Written instruction. Count the lines in the records below that contain the string "wall", treating uppercase and lowercase as different, and give only that number.

Records of labeled points
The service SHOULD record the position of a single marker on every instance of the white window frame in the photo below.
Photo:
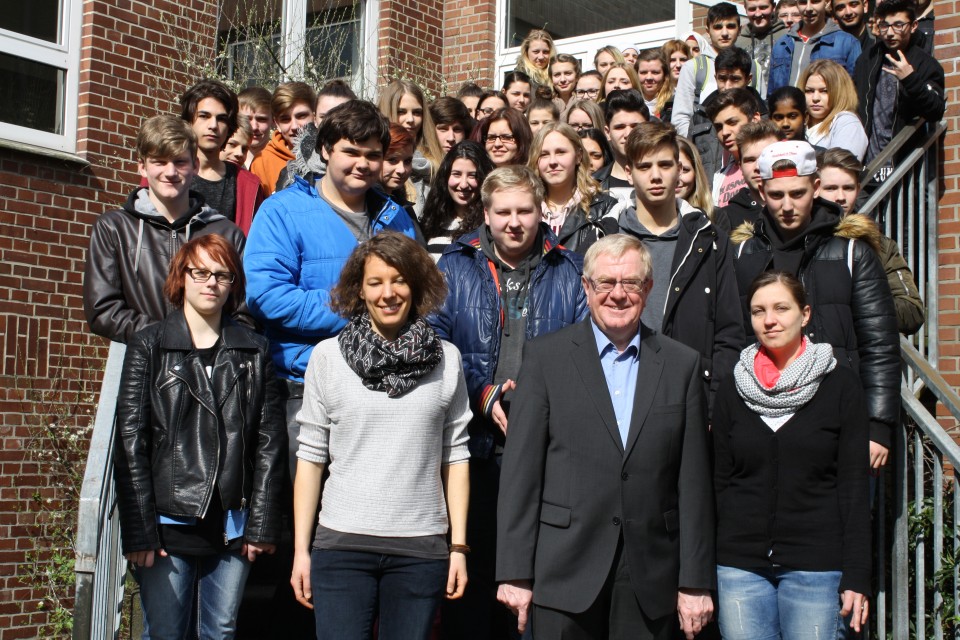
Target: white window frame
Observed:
(63, 54)
(584, 47)
(293, 24)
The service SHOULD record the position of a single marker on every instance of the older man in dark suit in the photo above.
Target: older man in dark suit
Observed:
(606, 519)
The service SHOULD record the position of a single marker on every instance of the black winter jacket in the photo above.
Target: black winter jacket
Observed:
(184, 439)
(921, 94)
(580, 231)
(704, 136)
(847, 290)
(701, 307)
(129, 257)
(743, 207)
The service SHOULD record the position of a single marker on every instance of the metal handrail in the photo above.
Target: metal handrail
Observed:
(100, 565)
(928, 474)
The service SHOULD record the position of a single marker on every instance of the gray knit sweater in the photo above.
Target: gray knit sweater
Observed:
(384, 454)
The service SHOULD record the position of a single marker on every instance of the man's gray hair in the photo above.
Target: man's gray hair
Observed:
(616, 246)
(510, 178)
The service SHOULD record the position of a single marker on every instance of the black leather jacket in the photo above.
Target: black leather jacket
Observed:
(580, 231)
(129, 256)
(849, 296)
(184, 439)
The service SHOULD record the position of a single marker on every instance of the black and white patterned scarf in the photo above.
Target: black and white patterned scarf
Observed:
(391, 366)
(797, 384)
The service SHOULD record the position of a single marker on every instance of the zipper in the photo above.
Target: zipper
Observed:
(679, 266)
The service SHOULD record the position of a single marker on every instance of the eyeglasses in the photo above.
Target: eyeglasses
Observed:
(734, 77)
(607, 286)
(897, 27)
(505, 138)
(203, 275)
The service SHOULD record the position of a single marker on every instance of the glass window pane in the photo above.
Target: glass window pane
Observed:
(31, 94)
(571, 18)
(333, 43)
(36, 18)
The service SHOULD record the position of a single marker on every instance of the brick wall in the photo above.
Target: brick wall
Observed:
(468, 42)
(49, 364)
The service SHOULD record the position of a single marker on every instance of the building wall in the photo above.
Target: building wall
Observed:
(468, 42)
(133, 67)
(50, 364)
(947, 52)
(411, 42)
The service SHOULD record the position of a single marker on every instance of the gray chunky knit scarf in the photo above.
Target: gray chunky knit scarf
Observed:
(797, 384)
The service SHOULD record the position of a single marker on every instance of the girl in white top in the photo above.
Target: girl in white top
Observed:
(832, 119)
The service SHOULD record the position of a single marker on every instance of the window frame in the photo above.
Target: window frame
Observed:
(64, 55)
(584, 47)
(293, 29)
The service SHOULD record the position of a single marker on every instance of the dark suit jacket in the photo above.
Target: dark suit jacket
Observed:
(569, 488)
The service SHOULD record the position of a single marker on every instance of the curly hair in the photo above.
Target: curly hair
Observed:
(439, 210)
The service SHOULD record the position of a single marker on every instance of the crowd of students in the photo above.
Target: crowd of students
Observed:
(326, 302)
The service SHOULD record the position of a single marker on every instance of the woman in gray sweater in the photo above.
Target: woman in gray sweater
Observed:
(385, 412)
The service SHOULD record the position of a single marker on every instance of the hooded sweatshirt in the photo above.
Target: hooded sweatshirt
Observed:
(791, 55)
(307, 163)
(514, 297)
(688, 95)
(271, 162)
(661, 248)
(129, 257)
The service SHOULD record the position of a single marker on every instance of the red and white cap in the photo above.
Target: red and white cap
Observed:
(798, 152)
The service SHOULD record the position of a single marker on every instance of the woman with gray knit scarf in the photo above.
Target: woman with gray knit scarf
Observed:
(385, 413)
(790, 432)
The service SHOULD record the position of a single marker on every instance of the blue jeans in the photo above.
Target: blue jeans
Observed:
(352, 588)
(770, 604)
(171, 588)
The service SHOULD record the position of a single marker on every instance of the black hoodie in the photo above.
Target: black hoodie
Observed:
(129, 257)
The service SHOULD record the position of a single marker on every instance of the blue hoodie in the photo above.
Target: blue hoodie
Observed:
(295, 251)
(791, 55)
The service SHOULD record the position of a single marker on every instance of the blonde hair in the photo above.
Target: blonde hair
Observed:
(538, 75)
(510, 178)
(426, 140)
(584, 182)
(590, 108)
(631, 74)
(702, 198)
(666, 86)
(617, 246)
(165, 137)
(840, 88)
(613, 51)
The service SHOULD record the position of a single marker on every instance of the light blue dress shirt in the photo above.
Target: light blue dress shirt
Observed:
(620, 372)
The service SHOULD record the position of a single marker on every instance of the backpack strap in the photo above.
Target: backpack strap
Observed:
(700, 80)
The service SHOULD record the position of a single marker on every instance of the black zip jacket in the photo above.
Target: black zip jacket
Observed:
(921, 94)
(851, 303)
(701, 307)
(580, 231)
(184, 439)
(798, 496)
(743, 207)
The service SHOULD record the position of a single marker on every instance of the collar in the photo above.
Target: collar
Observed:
(604, 343)
(176, 334)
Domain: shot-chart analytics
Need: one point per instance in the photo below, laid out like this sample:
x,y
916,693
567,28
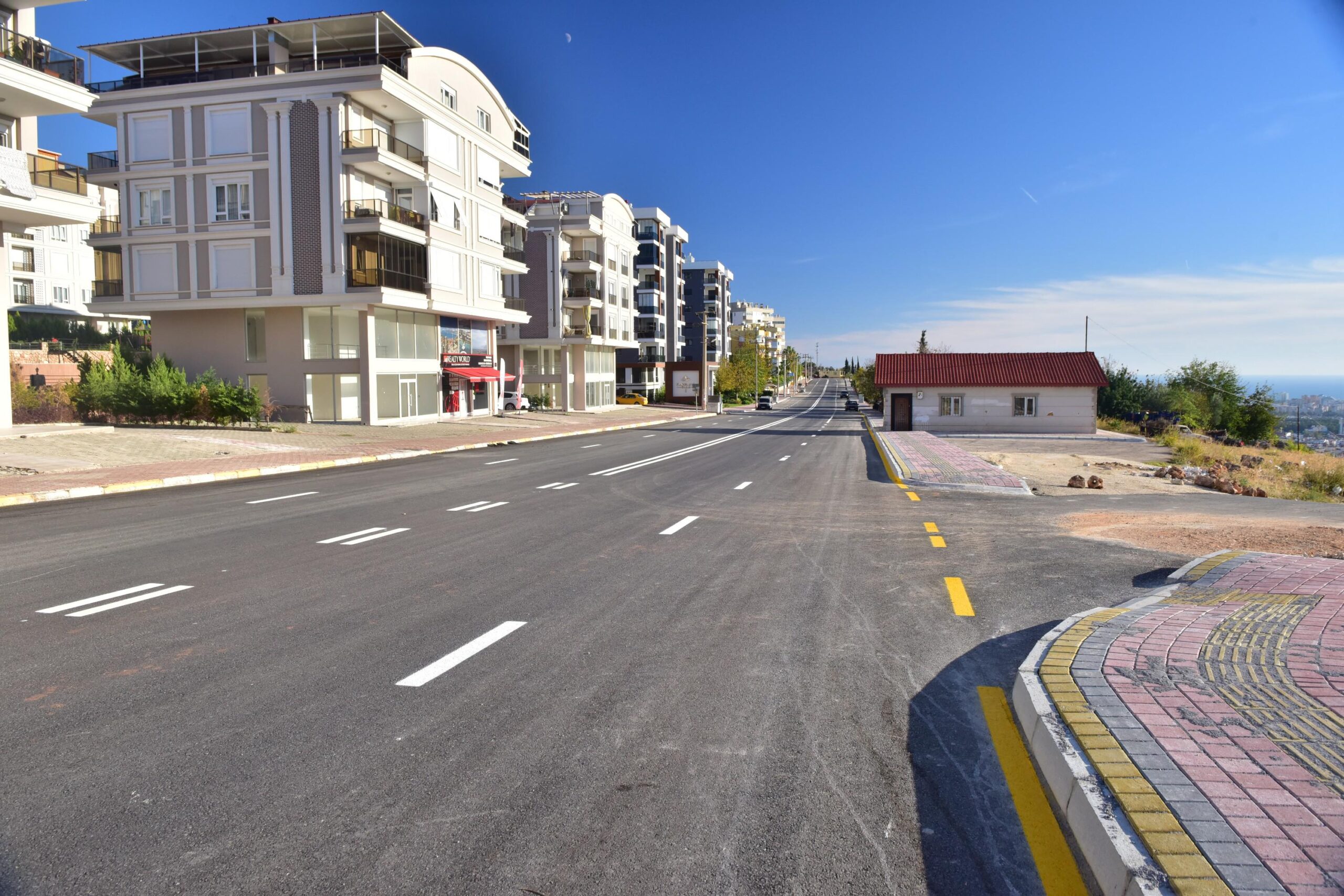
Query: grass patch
x,y
1287,473
1113,425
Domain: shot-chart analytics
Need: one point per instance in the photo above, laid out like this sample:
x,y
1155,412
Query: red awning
x,y
478,374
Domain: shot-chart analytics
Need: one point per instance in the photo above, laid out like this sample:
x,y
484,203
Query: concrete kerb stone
x,y
929,484
200,479
1112,849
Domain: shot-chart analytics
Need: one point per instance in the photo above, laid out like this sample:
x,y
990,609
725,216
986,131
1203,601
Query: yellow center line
x,y
1054,860
960,602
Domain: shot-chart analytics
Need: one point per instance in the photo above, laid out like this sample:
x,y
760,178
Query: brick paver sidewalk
x,y
1215,718
310,449
930,460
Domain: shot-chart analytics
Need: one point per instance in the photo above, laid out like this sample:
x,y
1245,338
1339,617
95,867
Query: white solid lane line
x,y
351,535
377,535
125,601
104,597
466,652
282,498
678,527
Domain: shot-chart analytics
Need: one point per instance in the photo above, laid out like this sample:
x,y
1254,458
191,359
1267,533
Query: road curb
x,y
893,461
201,479
1112,849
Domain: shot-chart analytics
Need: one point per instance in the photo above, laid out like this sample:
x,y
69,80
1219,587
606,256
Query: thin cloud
x,y
1270,319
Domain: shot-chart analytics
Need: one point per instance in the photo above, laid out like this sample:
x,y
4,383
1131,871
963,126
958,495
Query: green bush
x,y
156,392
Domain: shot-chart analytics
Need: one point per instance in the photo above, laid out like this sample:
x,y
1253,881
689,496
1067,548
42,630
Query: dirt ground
x,y
1198,534
1049,473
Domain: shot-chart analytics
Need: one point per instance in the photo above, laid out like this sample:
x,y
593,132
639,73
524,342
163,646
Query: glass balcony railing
x,y
54,174
375,139
229,73
41,57
359,208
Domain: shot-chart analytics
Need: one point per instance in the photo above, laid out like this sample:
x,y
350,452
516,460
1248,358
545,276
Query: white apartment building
x,y
53,267
659,304
37,188
750,318
315,206
580,293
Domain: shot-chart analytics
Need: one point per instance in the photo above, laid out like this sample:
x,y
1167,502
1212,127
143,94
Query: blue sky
x,y
990,171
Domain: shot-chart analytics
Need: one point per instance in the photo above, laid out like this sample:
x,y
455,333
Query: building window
x,y
154,205
331,333
405,335
332,397
150,135
232,199
155,269
233,265
255,328
229,129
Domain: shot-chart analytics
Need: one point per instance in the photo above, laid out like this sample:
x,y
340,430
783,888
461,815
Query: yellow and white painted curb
x,y
1113,851
120,488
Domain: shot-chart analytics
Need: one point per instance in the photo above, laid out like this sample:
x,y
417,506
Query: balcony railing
x,y
229,73
105,160
57,175
42,57
356,208
373,138
107,226
387,279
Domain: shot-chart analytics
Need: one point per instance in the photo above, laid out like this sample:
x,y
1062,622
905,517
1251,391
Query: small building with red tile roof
x,y
991,392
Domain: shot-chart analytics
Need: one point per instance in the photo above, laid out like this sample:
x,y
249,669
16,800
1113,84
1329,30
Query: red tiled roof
x,y
991,368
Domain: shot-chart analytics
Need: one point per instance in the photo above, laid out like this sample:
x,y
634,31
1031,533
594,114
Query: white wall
x,y
990,410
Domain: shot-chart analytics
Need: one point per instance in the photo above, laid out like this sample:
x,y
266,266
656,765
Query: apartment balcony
x,y
380,155
582,260
38,78
59,195
105,226
234,73
369,215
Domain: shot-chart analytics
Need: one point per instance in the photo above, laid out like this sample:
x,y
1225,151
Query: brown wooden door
x,y
901,413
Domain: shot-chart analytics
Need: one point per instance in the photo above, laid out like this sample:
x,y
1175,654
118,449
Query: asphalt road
x,y
774,698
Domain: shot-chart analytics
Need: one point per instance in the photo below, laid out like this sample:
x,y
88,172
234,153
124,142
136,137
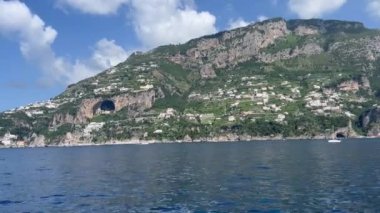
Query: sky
x,y
46,45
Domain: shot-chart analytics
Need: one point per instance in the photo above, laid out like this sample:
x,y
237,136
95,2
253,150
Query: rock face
x,y
271,79
369,117
232,47
307,50
90,107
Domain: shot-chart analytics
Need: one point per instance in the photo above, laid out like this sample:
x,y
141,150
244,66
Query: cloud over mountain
x,y
314,8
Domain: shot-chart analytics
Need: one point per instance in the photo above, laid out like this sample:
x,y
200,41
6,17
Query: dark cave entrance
x,y
104,107
340,135
107,105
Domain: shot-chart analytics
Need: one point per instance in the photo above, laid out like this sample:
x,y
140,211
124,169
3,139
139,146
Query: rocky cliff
x,y
272,79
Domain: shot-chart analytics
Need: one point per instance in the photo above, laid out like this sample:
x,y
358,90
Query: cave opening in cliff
x,y
340,135
104,107
107,105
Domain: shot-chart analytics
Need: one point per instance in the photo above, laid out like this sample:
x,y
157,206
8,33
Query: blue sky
x,y
46,45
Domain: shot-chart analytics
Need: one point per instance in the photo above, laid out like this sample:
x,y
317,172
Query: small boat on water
x,y
334,141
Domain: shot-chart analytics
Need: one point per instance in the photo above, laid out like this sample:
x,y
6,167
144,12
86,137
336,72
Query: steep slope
x,y
277,78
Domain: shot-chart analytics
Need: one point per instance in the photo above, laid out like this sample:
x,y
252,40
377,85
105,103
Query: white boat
x,y
334,141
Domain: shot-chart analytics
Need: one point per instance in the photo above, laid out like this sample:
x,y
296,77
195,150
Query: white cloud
x,y
159,22
262,18
232,24
156,22
373,8
314,8
35,39
106,54
96,7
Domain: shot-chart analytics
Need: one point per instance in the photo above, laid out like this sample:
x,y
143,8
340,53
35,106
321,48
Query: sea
x,y
286,176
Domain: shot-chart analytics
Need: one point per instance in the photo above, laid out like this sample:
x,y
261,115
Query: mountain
x,y
273,79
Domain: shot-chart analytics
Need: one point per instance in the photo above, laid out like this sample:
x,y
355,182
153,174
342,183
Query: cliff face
x,y
272,79
232,47
92,107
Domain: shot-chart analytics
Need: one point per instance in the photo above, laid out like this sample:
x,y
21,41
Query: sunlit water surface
x,y
311,176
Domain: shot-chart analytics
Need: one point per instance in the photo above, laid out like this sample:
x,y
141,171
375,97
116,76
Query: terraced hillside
x,y
274,79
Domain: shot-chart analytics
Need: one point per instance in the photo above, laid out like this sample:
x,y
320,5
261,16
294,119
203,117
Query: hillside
x,y
274,79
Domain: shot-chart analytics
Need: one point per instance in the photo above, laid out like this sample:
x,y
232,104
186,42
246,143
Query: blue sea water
x,y
299,176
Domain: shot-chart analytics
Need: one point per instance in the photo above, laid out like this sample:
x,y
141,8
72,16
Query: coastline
x,y
205,140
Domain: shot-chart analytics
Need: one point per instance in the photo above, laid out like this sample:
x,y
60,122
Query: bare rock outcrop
x,y
305,30
232,47
306,50
90,107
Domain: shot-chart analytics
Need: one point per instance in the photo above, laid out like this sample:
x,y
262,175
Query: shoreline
x,y
150,142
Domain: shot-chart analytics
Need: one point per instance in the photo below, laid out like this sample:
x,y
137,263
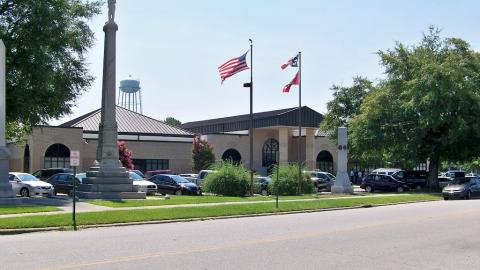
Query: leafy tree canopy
x,y
345,104
46,42
427,107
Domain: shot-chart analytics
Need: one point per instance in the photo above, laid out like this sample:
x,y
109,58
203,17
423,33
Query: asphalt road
x,y
432,235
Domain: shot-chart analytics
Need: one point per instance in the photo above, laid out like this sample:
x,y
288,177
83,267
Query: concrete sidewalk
x,y
82,207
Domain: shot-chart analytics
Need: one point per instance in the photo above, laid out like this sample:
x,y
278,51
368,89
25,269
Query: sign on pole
x,y
74,158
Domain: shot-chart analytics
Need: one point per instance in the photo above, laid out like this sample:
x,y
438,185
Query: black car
x,y
174,184
44,174
383,182
414,179
63,182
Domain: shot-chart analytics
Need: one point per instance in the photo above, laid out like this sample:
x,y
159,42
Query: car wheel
x,y
24,192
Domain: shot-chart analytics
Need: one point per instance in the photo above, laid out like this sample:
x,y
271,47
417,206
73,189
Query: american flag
x,y
293,62
233,66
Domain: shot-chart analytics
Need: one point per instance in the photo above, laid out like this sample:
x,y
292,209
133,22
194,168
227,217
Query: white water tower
x,y
130,95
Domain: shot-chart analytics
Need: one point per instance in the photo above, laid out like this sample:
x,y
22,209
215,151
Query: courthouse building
x,y
156,145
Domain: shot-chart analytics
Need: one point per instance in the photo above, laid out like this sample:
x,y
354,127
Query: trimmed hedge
x,y
288,181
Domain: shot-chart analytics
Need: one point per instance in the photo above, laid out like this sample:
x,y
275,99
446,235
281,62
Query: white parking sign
x,y
74,158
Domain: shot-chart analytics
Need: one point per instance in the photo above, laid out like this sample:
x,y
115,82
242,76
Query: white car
x,y
26,185
143,185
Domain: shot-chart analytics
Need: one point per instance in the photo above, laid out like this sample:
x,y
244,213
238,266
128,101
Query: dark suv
x,y
44,174
414,179
383,182
63,182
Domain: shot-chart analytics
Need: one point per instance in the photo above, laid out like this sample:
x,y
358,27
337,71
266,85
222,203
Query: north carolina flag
x,y
295,81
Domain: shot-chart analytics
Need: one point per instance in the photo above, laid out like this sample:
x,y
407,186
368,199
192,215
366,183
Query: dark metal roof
x,y
128,122
284,117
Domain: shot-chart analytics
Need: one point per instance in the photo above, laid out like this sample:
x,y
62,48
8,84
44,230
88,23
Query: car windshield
x,y
331,176
179,179
460,181
135,177
27,177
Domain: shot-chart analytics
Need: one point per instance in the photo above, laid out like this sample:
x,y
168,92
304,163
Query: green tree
x,y
202,154
172,122
345,104
46,42
427,107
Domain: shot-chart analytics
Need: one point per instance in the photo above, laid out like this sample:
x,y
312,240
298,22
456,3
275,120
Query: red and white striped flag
x,y
295,81
233,66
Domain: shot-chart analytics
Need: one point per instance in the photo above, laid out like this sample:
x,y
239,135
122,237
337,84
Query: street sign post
x,y
74,162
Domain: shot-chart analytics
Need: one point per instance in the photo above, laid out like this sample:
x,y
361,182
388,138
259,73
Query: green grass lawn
x,y
121,216
5,210
157,201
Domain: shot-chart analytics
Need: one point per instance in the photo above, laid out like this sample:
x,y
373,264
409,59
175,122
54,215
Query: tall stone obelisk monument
x,y
5,187
342,181
108,179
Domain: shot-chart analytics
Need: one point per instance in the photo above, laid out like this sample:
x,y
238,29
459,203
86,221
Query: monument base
x,y
109,184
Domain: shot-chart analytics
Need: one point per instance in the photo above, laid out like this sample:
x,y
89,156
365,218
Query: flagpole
x,y
299,121
250,132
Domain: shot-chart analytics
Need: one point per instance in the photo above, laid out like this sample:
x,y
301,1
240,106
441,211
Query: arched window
x,y
269,153
232,155
325,161
57,156
26,159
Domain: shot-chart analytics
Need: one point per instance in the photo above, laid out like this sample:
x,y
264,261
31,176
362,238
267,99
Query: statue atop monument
x,y
111,10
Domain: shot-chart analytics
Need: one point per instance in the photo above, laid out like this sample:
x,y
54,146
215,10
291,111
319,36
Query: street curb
x,y
47,229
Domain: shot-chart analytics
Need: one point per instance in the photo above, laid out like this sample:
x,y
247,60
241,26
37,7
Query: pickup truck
x,y
414,179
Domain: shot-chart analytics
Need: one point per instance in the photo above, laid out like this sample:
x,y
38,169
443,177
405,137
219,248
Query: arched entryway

Correct result. 5